Data for this exercise
↓
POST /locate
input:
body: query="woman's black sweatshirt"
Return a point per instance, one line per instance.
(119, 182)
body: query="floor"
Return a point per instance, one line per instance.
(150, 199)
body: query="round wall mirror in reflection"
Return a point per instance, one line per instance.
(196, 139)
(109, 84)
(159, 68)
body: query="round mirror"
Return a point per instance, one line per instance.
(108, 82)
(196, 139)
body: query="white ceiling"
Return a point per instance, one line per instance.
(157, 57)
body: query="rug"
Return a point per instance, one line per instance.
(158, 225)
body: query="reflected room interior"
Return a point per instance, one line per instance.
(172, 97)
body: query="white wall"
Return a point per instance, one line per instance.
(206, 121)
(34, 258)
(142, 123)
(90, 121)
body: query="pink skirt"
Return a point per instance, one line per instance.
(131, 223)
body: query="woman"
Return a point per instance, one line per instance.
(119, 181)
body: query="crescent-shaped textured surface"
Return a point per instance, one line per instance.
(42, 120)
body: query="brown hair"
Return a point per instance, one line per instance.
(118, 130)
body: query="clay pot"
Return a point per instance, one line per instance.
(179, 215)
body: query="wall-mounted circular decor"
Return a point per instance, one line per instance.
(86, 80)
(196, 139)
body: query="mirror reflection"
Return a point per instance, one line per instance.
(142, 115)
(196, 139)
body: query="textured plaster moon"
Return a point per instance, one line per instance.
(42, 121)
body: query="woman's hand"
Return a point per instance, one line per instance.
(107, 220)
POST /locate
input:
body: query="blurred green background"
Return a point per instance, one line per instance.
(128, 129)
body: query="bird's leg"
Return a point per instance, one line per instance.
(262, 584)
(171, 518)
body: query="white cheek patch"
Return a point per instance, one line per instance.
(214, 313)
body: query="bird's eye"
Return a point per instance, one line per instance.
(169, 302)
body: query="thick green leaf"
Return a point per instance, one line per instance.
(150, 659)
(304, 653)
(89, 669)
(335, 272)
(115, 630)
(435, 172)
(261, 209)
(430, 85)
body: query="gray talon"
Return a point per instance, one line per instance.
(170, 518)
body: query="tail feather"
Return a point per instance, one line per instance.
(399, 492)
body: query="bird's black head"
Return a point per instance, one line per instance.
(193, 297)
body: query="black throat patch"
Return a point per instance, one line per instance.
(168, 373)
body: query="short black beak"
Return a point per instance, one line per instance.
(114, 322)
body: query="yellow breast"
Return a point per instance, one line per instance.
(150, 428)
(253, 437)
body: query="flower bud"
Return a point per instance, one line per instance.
↑
Task description
How many lines in the data above contain the string "mirror"? Reply with the number alone.

Written response
3